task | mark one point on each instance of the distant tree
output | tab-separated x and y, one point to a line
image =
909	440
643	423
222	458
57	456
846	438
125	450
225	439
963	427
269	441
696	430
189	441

_ _ _ _

Task directions:
Where a line contains the word "point", copy that line from the listing above.

Response to the exercise:
task | mark one point on each instance of the distant tree
output | tab-separated x and y, one point to a line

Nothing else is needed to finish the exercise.